__Source__:

○ ○ ○

Fourth, you stated that the Founding Fathers "came to the conclusion that the Senate ought to ask a whole lot of questions" of judicial nominees. We respect the Senate's constitutional role in the confirmation process, and we agree that the Senate should make an informed judgment consistent with its traditional role and practices. But your characterization of the Senate's role with respect to judicial nominations is not consistent with our reading of historical or traditional practice. Alexander Hamilton explained that the purpose of Senate confirmation is to prevent appointment of "unfit characters from State prejudice, from family connection, from personal attachment, or from a view to popularity." The Federalist 76. The Framers anticipated that the Senate's approval would not often be refused unless there were "special and strong reasons for the refusal." Id. Moreover, the Senate did not hold hearings on judicial nominees for much of American history, and the hearings for lower-court nominees in modern times traditionally have not included the examination of personal views that you have advocated. (My letter of February 12, 2003, to Senators Daschle and Leahy contains more detail on this point.) Indeed, just a few years ago, Senator Biden made clear, consistent with the traditional practice, that he would vote to confirm an appeals court judge if he were convinced that the nominee would follow precedent and otherwise was of high ability and integrity.

○ ○ ○

__Data shown__:
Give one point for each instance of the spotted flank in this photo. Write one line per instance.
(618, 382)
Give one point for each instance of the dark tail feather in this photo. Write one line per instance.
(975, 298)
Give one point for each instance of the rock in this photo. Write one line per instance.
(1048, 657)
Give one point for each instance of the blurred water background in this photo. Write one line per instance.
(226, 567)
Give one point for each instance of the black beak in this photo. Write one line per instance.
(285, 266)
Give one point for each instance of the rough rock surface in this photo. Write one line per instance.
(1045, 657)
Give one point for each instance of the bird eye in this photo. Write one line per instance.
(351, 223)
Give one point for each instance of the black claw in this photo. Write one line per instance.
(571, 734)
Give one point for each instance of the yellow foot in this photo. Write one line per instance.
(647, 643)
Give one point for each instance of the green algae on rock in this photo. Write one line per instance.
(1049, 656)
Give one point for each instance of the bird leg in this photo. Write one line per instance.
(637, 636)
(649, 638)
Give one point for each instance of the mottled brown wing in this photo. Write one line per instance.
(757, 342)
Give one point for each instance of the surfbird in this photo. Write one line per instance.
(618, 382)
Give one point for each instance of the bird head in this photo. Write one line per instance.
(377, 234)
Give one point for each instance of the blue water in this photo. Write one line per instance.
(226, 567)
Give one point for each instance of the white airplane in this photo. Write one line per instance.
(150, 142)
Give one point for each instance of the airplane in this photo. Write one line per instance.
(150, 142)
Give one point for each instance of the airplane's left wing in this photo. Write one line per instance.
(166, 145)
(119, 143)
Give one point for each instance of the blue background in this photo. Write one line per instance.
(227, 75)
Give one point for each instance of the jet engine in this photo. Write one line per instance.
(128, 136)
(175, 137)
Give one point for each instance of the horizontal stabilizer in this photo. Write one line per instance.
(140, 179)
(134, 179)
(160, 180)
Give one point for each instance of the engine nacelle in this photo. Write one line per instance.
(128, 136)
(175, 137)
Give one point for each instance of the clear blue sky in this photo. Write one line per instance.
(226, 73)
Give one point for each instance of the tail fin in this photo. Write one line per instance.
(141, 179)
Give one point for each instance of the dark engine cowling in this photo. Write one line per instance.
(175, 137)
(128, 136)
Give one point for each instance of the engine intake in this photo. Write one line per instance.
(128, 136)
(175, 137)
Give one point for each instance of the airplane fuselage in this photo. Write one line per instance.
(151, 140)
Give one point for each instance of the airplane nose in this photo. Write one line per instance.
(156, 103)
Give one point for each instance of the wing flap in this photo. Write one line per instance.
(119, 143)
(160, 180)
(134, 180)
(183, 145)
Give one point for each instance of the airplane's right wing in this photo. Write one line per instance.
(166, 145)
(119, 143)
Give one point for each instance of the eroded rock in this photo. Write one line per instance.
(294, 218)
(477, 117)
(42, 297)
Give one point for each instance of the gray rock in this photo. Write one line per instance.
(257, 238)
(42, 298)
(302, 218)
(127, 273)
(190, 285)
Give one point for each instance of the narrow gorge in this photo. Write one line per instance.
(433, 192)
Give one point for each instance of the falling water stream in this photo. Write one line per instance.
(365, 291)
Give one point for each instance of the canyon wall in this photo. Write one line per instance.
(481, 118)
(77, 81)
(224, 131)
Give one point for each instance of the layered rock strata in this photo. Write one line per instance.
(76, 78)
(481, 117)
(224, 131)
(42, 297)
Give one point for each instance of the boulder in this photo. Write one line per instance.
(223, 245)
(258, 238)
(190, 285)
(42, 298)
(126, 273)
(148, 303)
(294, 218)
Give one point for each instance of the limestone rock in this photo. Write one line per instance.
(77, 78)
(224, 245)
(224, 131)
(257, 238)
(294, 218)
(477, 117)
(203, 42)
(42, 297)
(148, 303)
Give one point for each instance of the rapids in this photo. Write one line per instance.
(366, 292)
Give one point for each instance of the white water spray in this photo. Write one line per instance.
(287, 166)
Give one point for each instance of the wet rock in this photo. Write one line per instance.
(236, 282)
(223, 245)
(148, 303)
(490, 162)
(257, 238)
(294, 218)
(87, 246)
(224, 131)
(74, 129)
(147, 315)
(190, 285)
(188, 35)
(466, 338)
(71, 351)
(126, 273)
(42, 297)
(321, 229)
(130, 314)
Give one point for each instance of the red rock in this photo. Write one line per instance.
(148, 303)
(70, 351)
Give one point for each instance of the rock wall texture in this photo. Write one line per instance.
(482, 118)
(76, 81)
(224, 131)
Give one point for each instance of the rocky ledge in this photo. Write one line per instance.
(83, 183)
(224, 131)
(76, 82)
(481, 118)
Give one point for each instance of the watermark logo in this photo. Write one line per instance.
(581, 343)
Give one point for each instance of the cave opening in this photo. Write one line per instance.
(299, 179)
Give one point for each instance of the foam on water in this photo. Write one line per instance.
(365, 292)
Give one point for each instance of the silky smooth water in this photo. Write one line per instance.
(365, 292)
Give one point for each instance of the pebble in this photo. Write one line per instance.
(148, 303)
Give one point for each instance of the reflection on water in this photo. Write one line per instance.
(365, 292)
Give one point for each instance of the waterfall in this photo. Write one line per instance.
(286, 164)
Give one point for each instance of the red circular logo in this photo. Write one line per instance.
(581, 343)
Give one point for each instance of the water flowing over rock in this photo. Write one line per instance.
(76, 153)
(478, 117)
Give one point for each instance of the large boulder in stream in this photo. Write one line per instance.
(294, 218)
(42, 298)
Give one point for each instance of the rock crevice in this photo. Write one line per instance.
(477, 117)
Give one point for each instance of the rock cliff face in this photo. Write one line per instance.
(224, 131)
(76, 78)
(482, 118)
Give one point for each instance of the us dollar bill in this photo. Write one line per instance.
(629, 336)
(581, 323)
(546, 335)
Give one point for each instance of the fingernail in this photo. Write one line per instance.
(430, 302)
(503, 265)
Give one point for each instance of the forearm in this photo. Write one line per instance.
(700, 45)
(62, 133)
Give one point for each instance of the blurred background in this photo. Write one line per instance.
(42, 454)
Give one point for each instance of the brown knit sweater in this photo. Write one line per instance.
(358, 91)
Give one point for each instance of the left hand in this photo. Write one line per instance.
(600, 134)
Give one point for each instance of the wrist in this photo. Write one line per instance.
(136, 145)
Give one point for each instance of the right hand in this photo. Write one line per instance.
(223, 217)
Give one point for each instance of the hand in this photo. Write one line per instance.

○ ○ ○

__Exercise requirements__:
[1] Rewrite the paragraph of the letter on judicial confirmations that begins "Fourth, you stated" as a short bulleted list, keeping its main facts.
[2] Write the next part of the letter on judicial confirmations, beginning right after its final sentence.
The data plays no role in this exercise.

__Answers per task__:
[1]
- The addressee claimed the Founding Fathers wanted the Senate to "ask a whole lot of questions" of judicial nominees.
- The writers respect the Senate's constitutional role and agree it should make an informed judgment consistent with its traditional role and practices.
- They hold that the addressee's view does not match historical or traditional practice.
- In The Federalist 76, Alexander Hamilton said confirmation exists to block "unfit characters" appointed from State prejudice, family connection, personal attachment, or a view to popularity.
- The Framers expected refusals to be rare unless there were "special and strong reasons for the refusal."
- For much of American history the Senate held no hearings on judicial nominees, and modern lower-court hearings have not traditionally examined personal views.
- A letter of February 12, 2003, to Senators Daschle and Leahy gives more detail.
- A few years earlier, Senator Biden said he would vote to confirm an appeals court judge who would follow precedent and was of high ability and integrity.

[2]
In short, it appears that you are seeking to change the Senate's traditional standard for assessing judicial nominees. We respect your right to advocate a change, but we do not believe that the standard you seek to apply is consistent with the Framers' vision, the traditional Senate practice, or the Senate's treatment of President Clinton's nominees. Rather, we believe a new standard is being devised and applied to Miguel Estrada.

Fifth, you stated yesterday that a "filibuster" is not an appropriate term to describe what has been occurring in the Senate. We respectfully disagree. Democrat Senators have objected to unanimous consent motions to schedule a vote, and they have indicated that they will continue to do so. That tactic is historically and commonly known as a filibuster, and is a dramatic escalation of the tactics used to oppose judicial nominees. Indeed, in 1998, Senator Leahy stated: "I have stated over and over again on this floor that I would refuse to put an anonymous hold on any judge; that I would object and fight against any filibuster on a judge, whether it is somebody I opposed or supported; that I felt the Senate should do its duty. If we don't like somebody the President nominates, vote him or her down. But don't hold them in this anonymous unconscionable limbo, because in doing that, the minority of Senators really shame all Senators." 144 Cong. Rec. S6522 (June 18, 1998). In our judgment, the tactics now being employed again show that Miguel Estrada is receiving differential treatment.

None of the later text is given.